* _Short problem_
Print the data word for word from its first line through the line that contains "155], [113, 142]]", and include that line. Leave out the pictures.

* _Data provided_
╔══

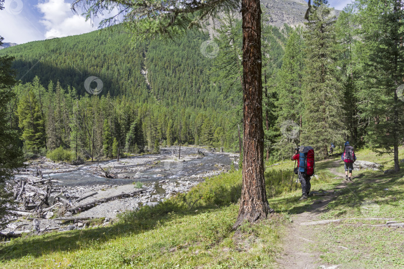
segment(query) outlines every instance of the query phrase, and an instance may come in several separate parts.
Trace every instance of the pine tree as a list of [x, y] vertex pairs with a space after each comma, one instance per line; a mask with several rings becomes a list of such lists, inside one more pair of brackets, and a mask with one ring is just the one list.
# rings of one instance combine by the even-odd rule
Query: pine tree
[[109, 122], [108, 119], [105, 119], [104, 120], [104, 125], [103, 126], [102, 148], [104, 155], [107, 157], [111, 155], [113, 142]]
[[[2, 9], [0, 2], [0, 9]], [[0, 37], [0, 46], [2, 43]], [[12, 193], [6, 188], [6, 183], [12, 180], [13, 170], [23, 165], [22, 152], [18, 147], [18, 134], [11, 129], [7, 107], [14, 98], [11, 87], [15, 84], [11, 69], [13, 58], [0, 56], [0, 227], [6, 224], [6, 210], [12, 205]]]
[[44, 120], [35, 95], [30, 89], [27, 90], [18, 103], [19, 126], [22, 130], [21, 138], [25, 152], [37, 153], [45, 147]]
[[204, 145], [211, 145], [213, 138], [213, 127], [210, 119], [206, 118], [202, 125], [201, 139]]
[[404, 1], [358, 0], [357, 4], [368, 55], [364, 57], [364, 85], [358, 94], [362, 116], [371, 119], [367, 138], [377, 152], [393, 156], [398, 171], [399, 144], [404, 138]]
[[306, 49], [301, 144], [311, 145], [316, 155], [328, 155], [331, 142], [342, 141], [342, 93], [336, 80], [338, 50], [335, 18], [326, 0], [315, 1], [305, 32]]
[[275, 102], [277, 122], [282, 132], [275, 146], [278, 157], [289, 158], [293, 148], [300, 144], [302, 118], [304, 109], [302, 88], [304, 72], [304, 40], [303, 28], [292, 31], [286, 43], [285, 55], [278, 74]]
[[112, 156], [117, 157], [118, 156], [118, 147], [119, 146], [116, 137], [114, 137], [114, 142], [112, 143]]

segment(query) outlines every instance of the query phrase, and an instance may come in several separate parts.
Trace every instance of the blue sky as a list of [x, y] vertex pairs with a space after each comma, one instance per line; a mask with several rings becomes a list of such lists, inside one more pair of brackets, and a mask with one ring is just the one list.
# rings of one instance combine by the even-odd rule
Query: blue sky
[[[83, 16], [70, 9], [73, 0], [5, 0], [0, 11], [0, 36], [3, 42], [22, 44], [80, 34], [96, 30], [99, 20], [92, 26]], [[342, 9], [351, 0], [330, 1], [331, 6]]]

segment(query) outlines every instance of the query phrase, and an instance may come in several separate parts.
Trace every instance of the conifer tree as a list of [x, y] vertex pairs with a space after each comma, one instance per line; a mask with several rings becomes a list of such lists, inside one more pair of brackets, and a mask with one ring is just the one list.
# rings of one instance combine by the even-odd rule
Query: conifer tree
[[278, 156], [289, 158], [293, 148], [300, 144], [300, 131], [304, 107], [302, 101], [304, 72], [304, 41], [303, 28], [292, 31], [285, 49], [282, 67], [278, 74], [275, 102], [277, 122], [282, 132], [276, 144]]
[[[0, 10], [2, 9], [0, 1]], [[0, 46], [2, 43], [0, 37]], [[16, 81], [11, 69], [13, 58], [0, 56], [0, 227], [6, 223], [6, 210], [12, 204], [12, 193], [6, 188], [6, 182], [11, 180], [13, 170], [23, 165], [22, 152], [19, 148], [18, 134], [10, 126], [10, 112], [7, 107], [14, 98], [11, 90]]]
[[37, 153], [45, 146], [44, 120], [35, 95], [30, 89], [27, 90], [18, 103], [19, 126], [22, 131], [21, 138], [25, 152]]
[[399, 144], [404, 138], [404, 1], [358, 0], [361, 36], [366, 48], [363, 86], [358, 97], [362, 117], [370, 119], [367, 138], [380, 153], [394, 157], [400, 170]]
[[110, 124], [108, 119], [105, 119], [104, 120], [104, 125], [103, 126], [102, 145], [103, 152], [104, 153], [104, 155], [107, 157], [109, 157], [111, 155], [113, 142], [113, 140], [112, 140], [112, 136], [111, 134]]
[[112, 143], [112, 156], [116, 157], [118, 156], [118, 147], [119, 146], [118, 143], [118, 140], [116, 137], [114, 137], [114, 141]]

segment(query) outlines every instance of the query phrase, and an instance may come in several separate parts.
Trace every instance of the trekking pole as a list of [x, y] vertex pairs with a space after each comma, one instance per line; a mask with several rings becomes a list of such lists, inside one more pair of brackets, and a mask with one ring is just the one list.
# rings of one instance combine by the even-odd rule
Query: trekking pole
[[295, 168], [296, 167], [296, 161], [297, 160], [295, 160], [295, 166], [293, 167], [293, 171], [292, 174], [292, 181], [290, 182], [290, 191], [292, 191], [292, 186], [293, 186], [293, 177], [295, 176]]

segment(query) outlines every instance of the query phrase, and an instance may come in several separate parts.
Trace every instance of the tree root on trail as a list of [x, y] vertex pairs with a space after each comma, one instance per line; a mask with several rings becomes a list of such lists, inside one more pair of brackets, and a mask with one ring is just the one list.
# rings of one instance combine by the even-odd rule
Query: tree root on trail
[[[321, 224], [328, 224], [329, 223], [332, 223], [333, 222], [339, 222], [340, 221], [344, 221], [344, 220], [391, 220], [394, 219], [388, 219], [387, 218], [346, 218], [344, 219], [337, 219], [336, 220], [325, 220], [322, 221], [311, 221], [309, 222], [302, 222], [300, 223], [300, 225], [321, 225]], [[392, 224], [389, 223], [389, 224], [383, 224], [383, 225], [391, 225]], [[401, 224], [403, 225], [403, 224]]]

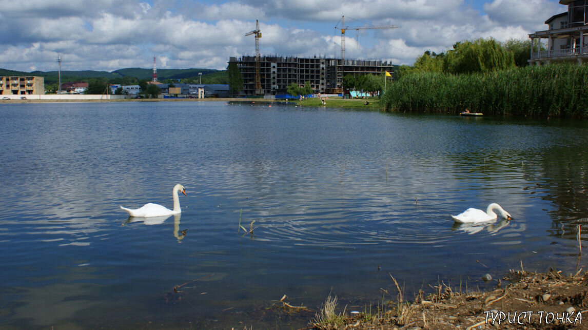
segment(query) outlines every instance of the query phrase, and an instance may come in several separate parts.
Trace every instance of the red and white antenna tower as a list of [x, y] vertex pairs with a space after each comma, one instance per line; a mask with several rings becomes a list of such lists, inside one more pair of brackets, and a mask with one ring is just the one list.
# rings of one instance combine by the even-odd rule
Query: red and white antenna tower
[[155, 67], [155, 56], [153, 56], [153, 81], [157, 81], [157, 68]]

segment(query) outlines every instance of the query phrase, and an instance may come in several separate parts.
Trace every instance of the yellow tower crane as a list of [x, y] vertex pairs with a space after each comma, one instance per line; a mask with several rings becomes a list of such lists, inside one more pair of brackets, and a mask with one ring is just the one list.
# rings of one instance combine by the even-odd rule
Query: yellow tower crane
[[347, 30], [366, 30], [368, 29], [396, 29], [398, 26], [396, 25], [365, 25], [363, 26], [351, 27], [345, 25], [345, 16], [341, 16], [341, 26], [339, 26], [339, 24], [335, 26], [335, 28], [341, 30], [341, 60], [345, 61], [345, 31]]
[[255, 35], [255, 94], [261, 94], [261, 79], [259, 77], [259, 38], [261, 38], [261, 31], [259, 30], [259, 22], [255, 20], [255, 29], [245, 34], [245, 36]]

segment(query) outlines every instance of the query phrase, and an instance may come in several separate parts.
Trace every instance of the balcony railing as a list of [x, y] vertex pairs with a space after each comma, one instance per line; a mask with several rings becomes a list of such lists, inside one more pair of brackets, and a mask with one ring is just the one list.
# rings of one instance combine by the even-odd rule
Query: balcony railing
[[533, 52], [531, 54], [531, 59], [541, 58], [564, 58], [566, 57], [575, 58], [578, 55], [588, 55], [588, 47], [578, 47], [569, 49], [559, 49], [557, 51], [541, 51], [537, 53]]

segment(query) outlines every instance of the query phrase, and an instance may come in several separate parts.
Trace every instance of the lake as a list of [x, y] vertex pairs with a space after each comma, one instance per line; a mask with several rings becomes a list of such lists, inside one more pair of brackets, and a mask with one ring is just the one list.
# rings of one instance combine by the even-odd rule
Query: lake
[[[348, 312], [395, 299], [390, 275], [410, 300], [522, 264], [586, 269], [585, 122], [13, 104], [0, 141], [2, 328], [299, 328], [329, 293]], [[181, 216], [119, 208], [171, 208], [176, 184]], [[492, 202], [512, 221], [451, 218]], [[284, 295], [312, 311], [286, 312]]]

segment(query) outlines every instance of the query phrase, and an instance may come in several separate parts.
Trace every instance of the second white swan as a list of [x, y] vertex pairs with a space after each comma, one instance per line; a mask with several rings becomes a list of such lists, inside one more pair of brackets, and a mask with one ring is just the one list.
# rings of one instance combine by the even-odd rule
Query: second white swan
[[492, 203], [488, 205], [488, 208], [486, 209], [486, 212], [481, 209], [470, 208], [463, 213], [457, 215], [452, 215], [451, 217], [456, 222], [489, 222], [496, 221], [497, 218], [496, 214], [494, 212], [495, 211], [498, 212], [500, 216], [507, 220], [512, 219], [510, 214], [500, 207], [500, 205], [496, 203]]
[[173, 197], [173, 210], [153, 203], [147, 203], [138, 209], [129, 209], [122, 206], [121, 206], [121, 208], [128, 212], [129, 216], [137, 218], [164, 216], [172, 214], [179, 214], [182, 213], [182, 209], [180, 208], [180, 199], [178, 196], [178, 192], [179, 191], [181, 191], [182, 194], [188, 196], [186, 195], [186, 189], [183, 185], [178, 184], [174, 186], [173, 191], [172, 192], [172, 195]]

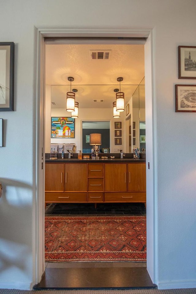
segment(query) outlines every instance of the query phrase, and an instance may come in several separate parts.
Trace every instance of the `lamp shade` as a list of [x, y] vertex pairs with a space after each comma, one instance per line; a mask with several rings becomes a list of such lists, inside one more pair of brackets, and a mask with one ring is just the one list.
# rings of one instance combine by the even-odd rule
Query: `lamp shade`
[[75, 107], [75, 93], [68, 92], [67, 93], [66, 110], [69, 112], [74, 111]]
[[77, 119], [78, 117], [78, 102], [75, 102], [74, 111], [71, 112], [71, 116], [74, 119]]
[[90, 134], [90, 145], [101, 145], [101, 134]]
[[120, 112], [116, 111], [116, 102], [115, 101], [113, 102], [113, 117], [114, 119], [120, 117]]
[[125, 111], [124, 94], [123, 92], [116, 93], [116, 111], [121, 112]]

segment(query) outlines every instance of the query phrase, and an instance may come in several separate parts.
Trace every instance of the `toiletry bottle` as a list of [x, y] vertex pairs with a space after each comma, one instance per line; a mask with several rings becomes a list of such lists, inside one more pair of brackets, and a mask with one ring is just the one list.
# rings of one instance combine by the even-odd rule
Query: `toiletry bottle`
[[78, 151], [78, 159], [81, 159], [82, 157], [82, 151], [81, 150], [79, 150]]

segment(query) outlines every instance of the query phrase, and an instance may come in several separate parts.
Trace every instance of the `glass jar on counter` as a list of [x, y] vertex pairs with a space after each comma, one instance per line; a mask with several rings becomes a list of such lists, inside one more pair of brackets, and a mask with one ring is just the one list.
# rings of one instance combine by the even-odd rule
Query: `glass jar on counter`
[[81, 159], [82, 157], [82, 151], [81, 150], [79, 150], [78, 151], [78, 154], [77, 155], [77, 158], [78, 159]]

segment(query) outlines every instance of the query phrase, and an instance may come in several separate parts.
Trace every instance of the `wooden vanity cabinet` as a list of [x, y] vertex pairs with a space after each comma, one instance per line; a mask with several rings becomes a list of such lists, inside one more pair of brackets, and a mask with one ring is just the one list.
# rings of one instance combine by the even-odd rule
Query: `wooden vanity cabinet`
[[126, 163], [105, 164], [105, 191], [126, 191], [127, 181]]
[[45, 168], [45, 191], [64, 190], [64, 164], [47, 163]]

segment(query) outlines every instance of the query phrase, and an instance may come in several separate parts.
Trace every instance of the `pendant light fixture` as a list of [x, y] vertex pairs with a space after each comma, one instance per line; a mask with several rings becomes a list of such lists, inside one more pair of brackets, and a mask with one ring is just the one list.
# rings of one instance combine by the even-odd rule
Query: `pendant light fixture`
[[[77, 89], [73, 89], [72, 92], [74, 93], [77, 92]], [[78, 105], [79, 104], [78, 102], [75, 101], [74, 111], [71, 113], [71, 116], [74, 119], [77, 119], [78, 117]]]
[[[119, 89], [115, 89], [114, 92], [116, 93], [119, 91]], [[114, 119], [118, 119], [120, 117], [120, 112], [116, 111], [116, 102], [113, 102], [113, 117]]]
[[74, 81], [72, 77], [69, 77], [67, 79], [70, 82], [70, 92], [67, 93], [66, 111], [70, 112], [74, 111], [75, 107], [75, 93], [71, 92], [71, 82]]
[[118, 77], [117, 81], [120, 82], [120, 92], [116, 93], [116, 111], [120, 112], [125, 111], [125, 94], [123, 92], [120, 92], [120, 82], [123, 81], [123, 78]]

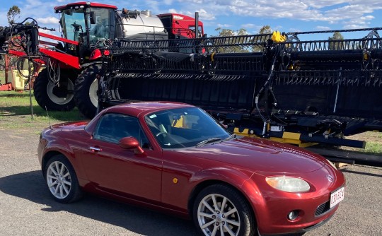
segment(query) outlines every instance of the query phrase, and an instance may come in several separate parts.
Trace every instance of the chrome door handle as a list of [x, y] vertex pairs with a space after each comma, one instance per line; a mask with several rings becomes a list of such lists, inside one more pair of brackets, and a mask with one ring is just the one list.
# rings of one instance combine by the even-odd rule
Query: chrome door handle
[[100, 152], [102, 151], [101, 148], [97, 147], [89, 147], [89, 149], [93, 152]]

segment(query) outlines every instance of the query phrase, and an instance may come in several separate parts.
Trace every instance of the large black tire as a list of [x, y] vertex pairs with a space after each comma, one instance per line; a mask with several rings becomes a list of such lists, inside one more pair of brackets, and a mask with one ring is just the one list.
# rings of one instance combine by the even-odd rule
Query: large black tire
[[[231, 213], [226, 216], [230, 211]], [[195, 199], [192, 213], [202, 235], [230, 235], [228, 230], [234, 235], [257, 233], [256, 222], [248, 203], [236, 189], [228, 186], [214, 184], [202, 190]], [[207, 227], [202, 228], [203, 225]]]
[[82, 197], [76, 172], [65, 156], [54, 155], [49, 160], [44, 170], [47, 187], [55, 201], [68, 203]]
[[66, 73], [62, 71], [59, 86], [49, 79], [47, 69], [39, 73], [34, 85], [33, 93], [38, 105], [51, 111], [70, 111], [74, 108], [74, 85]]
[[92, 119], [97, 112], [98, 105], [98, 82], [97, 75], [101, 71], [100, 65], [93, 65], [83, 70], [74, 84], [74, 100], [79, 111]]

╚══

* _Written solution_
segment(query) outlines every instance of the query phrase, and an instance may come in several separate parts.
Trace every instance of the pine tree as a list of [x, y] vertex pairs with a space after each comma, one instance per line; a mask with several rings becomes a list of such lists, inside one more pair of brackets, and a mask with one ring is just the one list.
# rings of one instance combine by the even-odd rule
Query: pine tree
[[109, 122], [108, 119], [105, 119], [104, 120], [104, 125], [103, 126], [102, 148], [104, 155], [107, 157], [111, 155], [113, 142]]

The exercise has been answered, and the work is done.